## GIVEN PROBLEM
Take all the material and copy it exactly.

▼

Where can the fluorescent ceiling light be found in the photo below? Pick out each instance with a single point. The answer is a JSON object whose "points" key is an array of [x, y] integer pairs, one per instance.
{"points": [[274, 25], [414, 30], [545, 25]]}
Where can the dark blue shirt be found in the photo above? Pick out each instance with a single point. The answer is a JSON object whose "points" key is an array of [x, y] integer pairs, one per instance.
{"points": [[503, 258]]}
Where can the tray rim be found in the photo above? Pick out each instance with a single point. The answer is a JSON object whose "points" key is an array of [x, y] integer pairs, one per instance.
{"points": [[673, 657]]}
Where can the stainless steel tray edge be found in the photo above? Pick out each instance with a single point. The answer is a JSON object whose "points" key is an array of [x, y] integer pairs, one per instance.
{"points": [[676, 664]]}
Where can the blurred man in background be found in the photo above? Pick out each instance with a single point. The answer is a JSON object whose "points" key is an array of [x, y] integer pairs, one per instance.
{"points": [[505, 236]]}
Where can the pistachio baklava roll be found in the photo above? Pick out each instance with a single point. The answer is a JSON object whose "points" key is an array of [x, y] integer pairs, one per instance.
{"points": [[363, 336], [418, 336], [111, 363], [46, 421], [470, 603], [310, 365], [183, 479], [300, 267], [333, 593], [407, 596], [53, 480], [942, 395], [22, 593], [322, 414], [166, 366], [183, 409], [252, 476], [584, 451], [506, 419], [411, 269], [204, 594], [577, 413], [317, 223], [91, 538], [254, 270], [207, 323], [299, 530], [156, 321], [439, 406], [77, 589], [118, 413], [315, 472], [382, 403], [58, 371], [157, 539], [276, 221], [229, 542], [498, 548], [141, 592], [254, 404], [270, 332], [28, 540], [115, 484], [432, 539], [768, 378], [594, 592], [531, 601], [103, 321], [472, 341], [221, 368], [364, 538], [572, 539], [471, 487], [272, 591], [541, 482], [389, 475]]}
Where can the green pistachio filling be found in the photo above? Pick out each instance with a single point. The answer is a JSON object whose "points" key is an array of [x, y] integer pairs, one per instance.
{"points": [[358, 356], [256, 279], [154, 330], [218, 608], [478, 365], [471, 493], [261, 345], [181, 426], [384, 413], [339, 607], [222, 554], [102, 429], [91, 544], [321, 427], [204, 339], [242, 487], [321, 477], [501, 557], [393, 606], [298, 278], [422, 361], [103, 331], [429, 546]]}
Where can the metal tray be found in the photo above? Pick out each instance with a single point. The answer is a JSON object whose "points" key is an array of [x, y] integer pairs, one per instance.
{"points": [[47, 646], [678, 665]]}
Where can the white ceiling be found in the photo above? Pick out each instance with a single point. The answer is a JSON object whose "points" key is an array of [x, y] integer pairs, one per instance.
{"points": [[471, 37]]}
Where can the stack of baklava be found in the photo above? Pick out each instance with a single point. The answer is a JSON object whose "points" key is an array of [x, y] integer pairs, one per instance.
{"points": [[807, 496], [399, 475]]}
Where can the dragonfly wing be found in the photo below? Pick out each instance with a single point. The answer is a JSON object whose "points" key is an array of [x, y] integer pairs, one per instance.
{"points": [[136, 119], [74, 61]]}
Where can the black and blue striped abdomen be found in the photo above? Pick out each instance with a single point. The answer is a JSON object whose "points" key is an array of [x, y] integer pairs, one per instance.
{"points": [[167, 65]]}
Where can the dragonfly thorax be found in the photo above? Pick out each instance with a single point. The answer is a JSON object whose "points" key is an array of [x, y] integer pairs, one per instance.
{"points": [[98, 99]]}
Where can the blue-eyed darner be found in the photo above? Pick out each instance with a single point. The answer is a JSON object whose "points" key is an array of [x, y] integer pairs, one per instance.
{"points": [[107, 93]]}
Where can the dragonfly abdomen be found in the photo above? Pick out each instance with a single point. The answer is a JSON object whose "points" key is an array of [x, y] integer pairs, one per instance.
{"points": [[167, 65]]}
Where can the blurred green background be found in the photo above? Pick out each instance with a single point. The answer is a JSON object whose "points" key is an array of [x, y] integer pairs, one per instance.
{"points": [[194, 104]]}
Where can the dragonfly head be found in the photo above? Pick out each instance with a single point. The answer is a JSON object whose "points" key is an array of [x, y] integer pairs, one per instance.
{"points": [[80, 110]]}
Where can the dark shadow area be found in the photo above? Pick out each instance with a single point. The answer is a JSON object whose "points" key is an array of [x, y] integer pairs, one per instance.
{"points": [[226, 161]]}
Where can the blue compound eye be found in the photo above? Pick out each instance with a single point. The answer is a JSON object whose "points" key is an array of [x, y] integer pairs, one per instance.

▲

## WRITTEN ANSWER
Where can the fluorescent ceiling light be found in the photo below? Pick out each instance with a single point. The answer is a JSON object whose "points" key is an array of [x, y] integer pairs, one per instance.
{"points": [[274, 25], [414, 30], [545, 25]]}
Where can the dark blue shirt be found in the photo above? Pick out each instance with a single point. The answer is a JSON object whose "points" key is an array of [x, y] integer pairs, one per instance.
{"points": [[503, 258]]}
Where can the tray rim be found in the photo above? Pick out each instance with a single point. The answer is a JSON object whose "points" key is an array of [x, y] integer pairs, one per instance.
{"points": [[673, 657]]}
Where can the stainless steel tray edge be found in the photo above? Pick out each instance with a single point. The answer is a JSON object whose "points" key is an array of [x, y] integer pairs, one per instance.
{"points": [[676, 664]]}
Where can the blurred man in background be found in the photo above? Pick out each instance with a single point. The answer is a JSON object whose "points" key is an array of [x, y] integer pairs, one per instance.
{"points": [[505, 236]]}
Where can the pistachio baklava roll be found in the photo above? Pick out each instance with a single point. The answer is a JSON object whose "points" key is an array of [x, y] integer pairs, one per instance.
{"points": [[363, 336], [418, 336], [111, 363], [46, 421], [470, 603], [310, 365], [183, 479], [300, 267], [333, 593], [407, 596], [53, 480], [942, 395], [22, 593], [322, 414], [166, 366], [183, 409], [252, 476], [584, 451], [506, 419], [411, 269], [204, 594], [577, 413], [317, 223], [91, 538], [254, 270], [207, 323], [299, 530], [156, 321], [439, 406], [77, 589], [118, 413], [315, 472], [382, 403], [58, 371], [157, 539], [276, 221], [229, 542], [498, 548], [141, 592], [254, 404], [270, 332], [28, 540], [115, 484], [432, 539], [768, 378], [594, 592], [531, 601], [103, 321], [472, 341], [221, 368], [364, 538], [572, 539], [471, 487], [272, 591], [541, 482], [389, 475]]}
Where can the green pistachio filling be found in the photo above? Pick out each instance with a single point. The answer is a JSON object whose "points" key is an array of [x, y] integer pairs, one per instance.
{"points": [[358, 356], [256, 279], [154, 330], [218, 608], [478, 365], [471, 493], [261, 345], [181, 426], [384, 413], [339, 607], [222, 554], [102, 429], [91, 544], [321, 427], [204, 339], [242, 487], [321, 477], [501, 557], [393, 606], [298, 278], [422, 361], [103, 331], [429, 546]]}
Where can the metal tray be found in the photo above? Pick out each instance with a single point. The answer is a JSON object whose "points" key is an array of [x, y] integer pairs, one per instance.
{"points": [[47, 646], [678, 665]]}
Where can the white ceiling be found in the photo above? Pick out each instance with a single point. The answer is a JSON object whose "points" key is an array of [x, y] integer pairs, one per instance.
{"points": [[471, 37]]}
Where can the stack of baklava be found in the photo above? Pick out each instance with a single point. The answer is a JSON object whose "points" key is an array of [x, y] integer pairs, one per instance.
{"points": [[807, 496], [399, 475]]}
Where can the dragonfly wing be found in the photo below? Pick out each instance with a single point. The answer is a JSON object whose "points" key is an array of [x, y] integer pairs, one per instance.
{"points": [[136, 119], [74, 61]]}
Where can the black and blue striped abdomen be found in the photo above? Pick out each instance with a single point. The answer is a JSON object whose "points" key is an array of [x, y] integer pairs, one per instance.
{"points": [[167, 65]]}
Where can the dragonfly thorax be found in the photo above? Pick out each instance with a single point. The answer is a JSON object whose "points" key is an array of [x, y] integer pairs, one per instance.
{"points": [[98, 99]]}
Where can the blue-eyed darner be found in the photo above? Pick out each instance with a single point. The answer is a JSON object whose "points" key is an array of [x, y] integer pairs, one per instance.
{"points": [[107, 93]]}
Where can the dragonfly abdomen be found in the photo above? Pick out each instance with a single point. The answer is a JSON object whose "points" key is an array of [x, y] integer pairs, one per instance.
{"points": [[167, 65]]}
Where can the blurred green background be found in the photo above? Pick out each instance with a single point. The answer is a JSON object whose "points" key is an array of [x, y] integer pairs, one per instance.
{"points": [[194, 104]]}
Where can the dragonfly head be found in the photo above? Pick out each instance with a single point. The answer is a JSON object whose "points" key is an array of [x, y] integer pairs, one per instance.
{"points": [[80, 110]]}
Where can the dark shadow area be found in the photo above? Pick out each instance with a single point. The answer is a JSON object whose "points" key is an array of [x, y] integer pairs, one per instance.
{"points": [[226, 161]]}
Where can the blue compound eye be found in the photo above? Pick out each instance with a single point. The answer is a JSON object whose "points" key is an array of [x, y] integer pairs, one per instance.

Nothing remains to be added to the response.